Rewrite each line of the data with "noun phrase" changed to "text label", leaving everything else untouched.

MATERIAL PROVIDED:
○ ○ ○ ○ ○
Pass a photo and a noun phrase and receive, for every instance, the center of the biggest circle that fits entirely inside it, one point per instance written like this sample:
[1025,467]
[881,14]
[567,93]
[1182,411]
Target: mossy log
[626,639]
○ ○ ○ ○ ○
TASK RESPONSE:
Pass a photo and a text label and receive, for every instance, the center of the biggest circle that fits entirely inside it, one point per instance written like this sample:
[1025,467]
[881,14]
[567,93]
[1182,411]
Target: mossy log
[626,639]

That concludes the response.